Please print the full listing exactly.

[Part of a data file]
_ _ _ _ _
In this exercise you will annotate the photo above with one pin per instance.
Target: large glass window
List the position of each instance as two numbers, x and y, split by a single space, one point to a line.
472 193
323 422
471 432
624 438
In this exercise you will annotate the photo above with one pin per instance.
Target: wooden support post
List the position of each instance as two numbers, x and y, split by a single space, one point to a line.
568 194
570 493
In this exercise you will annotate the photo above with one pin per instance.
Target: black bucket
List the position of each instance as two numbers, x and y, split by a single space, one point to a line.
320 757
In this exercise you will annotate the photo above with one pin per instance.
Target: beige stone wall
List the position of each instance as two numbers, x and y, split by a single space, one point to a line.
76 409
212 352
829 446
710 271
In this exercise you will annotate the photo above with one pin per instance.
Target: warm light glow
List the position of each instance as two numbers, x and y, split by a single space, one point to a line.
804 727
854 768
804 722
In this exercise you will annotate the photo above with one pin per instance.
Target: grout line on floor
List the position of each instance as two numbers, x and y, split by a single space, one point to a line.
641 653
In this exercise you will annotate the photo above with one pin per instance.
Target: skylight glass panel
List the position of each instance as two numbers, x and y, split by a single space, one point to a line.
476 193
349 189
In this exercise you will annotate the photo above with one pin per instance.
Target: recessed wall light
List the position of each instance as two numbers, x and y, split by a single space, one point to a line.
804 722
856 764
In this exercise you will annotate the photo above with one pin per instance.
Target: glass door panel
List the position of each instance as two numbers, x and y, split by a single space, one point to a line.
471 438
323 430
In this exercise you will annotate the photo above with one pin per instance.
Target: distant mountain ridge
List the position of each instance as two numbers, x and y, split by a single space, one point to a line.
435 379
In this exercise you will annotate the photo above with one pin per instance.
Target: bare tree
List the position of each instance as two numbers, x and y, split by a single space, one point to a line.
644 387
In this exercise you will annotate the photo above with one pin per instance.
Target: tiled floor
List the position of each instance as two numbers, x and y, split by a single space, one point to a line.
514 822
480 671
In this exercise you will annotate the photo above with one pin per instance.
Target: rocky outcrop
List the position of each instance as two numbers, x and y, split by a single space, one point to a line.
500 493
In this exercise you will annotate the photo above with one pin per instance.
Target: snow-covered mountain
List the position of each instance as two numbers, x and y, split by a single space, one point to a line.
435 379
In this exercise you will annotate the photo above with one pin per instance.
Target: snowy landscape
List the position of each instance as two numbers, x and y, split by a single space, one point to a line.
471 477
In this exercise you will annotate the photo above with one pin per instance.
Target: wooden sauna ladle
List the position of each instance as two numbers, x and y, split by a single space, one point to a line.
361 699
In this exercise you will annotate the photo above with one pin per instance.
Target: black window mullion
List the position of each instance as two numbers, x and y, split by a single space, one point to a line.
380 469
_ _ _ _ _
**RESPONSE**.
In this exercise you will annotate the photo above with one pin per instance.
Target: large glass window
List the position of each instance as two numbers, x and y, split by a single space, one point to a line.
472 193
323 422
471 432
624 438
In this exercise you will annotate the photo above with one pin per instance.
Target: wooden support post
List the position of each instance as two numbers, x and y, split by a single space, one point to a line.
568 194
570 493
In this exercise you will annotate the photo above with one pin per instance.
Target: black bucket
List the position of each instance as two numbers, x and y, split by a single space, one point to a line.
320 757
In this exercise you will annotate the photo above with one pin per instance.
Target: beige stone wall
List the position of each instance as two numbers, x and y, split by a single space, one point to a line.
76 409
212 352
829 446
710 271
In this exercise you will annotate the photo above with one pin per instance.
Target: warm light glow
List the position of each instance as two numbers, x and y, split by a single space, one point to a line.
804 727
854 768
804 722
In this exercise you will annotate the photo above with one pin per instance.
Target: grout line on floor
List the position of each instance as two numbers, x and y, split by a single space, one point to a line.
641 653
In this exercise you will annotate the photo above with one pin per instance.
Target: skylight glass panel
List the position of each instance as two numbers, x and y, split by a single space, one point to a line.
476 193
349 189
In this exercise you will annotate the photo above with one pin per instance.
Target: recessed wall light
List the position of each instance as two numbers, x and y, split by a single space, one point to a line.
804 722
856 764
In this exercise you will annotate the photo above with one pin per instance.
Target: glass door panel
List the position of each instance as two numbers, x and y, split by a single space, one point to a line.
471 438
323 430
In this exercise you will annotate the photo above with one pin per instance.
Target: distant mountain ridge
List the position of each instance as two numbers, x and y, split by a single space, one point to a line.
435 379
In this exercise you will annotate the photo above with one pin per instance.
Target: bare tree
List the position of each instance as two numbers, x and y, split by a single space, one point to a line.
644 387
In this exercise you will annotate the photo above with one pin per instance.
Target: tiled floor
List the position of each instance as two numbers, x and y, split by a single space, one point to a line.
514 822
480 671
In this exercise you will annotate the photo above with one pin per instance.
Target: rocky outcrop
List the position of each instance as two numbers, x and y, split by a single space, one point to a line.
500 493
In this exercise you will annotate the photo above with one pin per instance.
Target: snow-covered mountain
List the position of each instance as two numbers, x and y, split by a single space, one point to a line.
435 379
In this exercise you will annotate the photo above with one pin per instance.
Target: snowy landscape
List the position of each instance as two numbers, x and y, split by a single space, one point to a line.
471 477
In this exercise you will annotate the photo above with one pin per instance.
Target: wooden sauna ladle
List the position of each instance as two numbers, x and y, split by a single space, one point to a line.
361 699
In this exercise you will annotate the photo above with one pin per instance.
Target: black window mullion
List the position of each instance as two numbers, x and y, split by a single space, one point to a line.
380 469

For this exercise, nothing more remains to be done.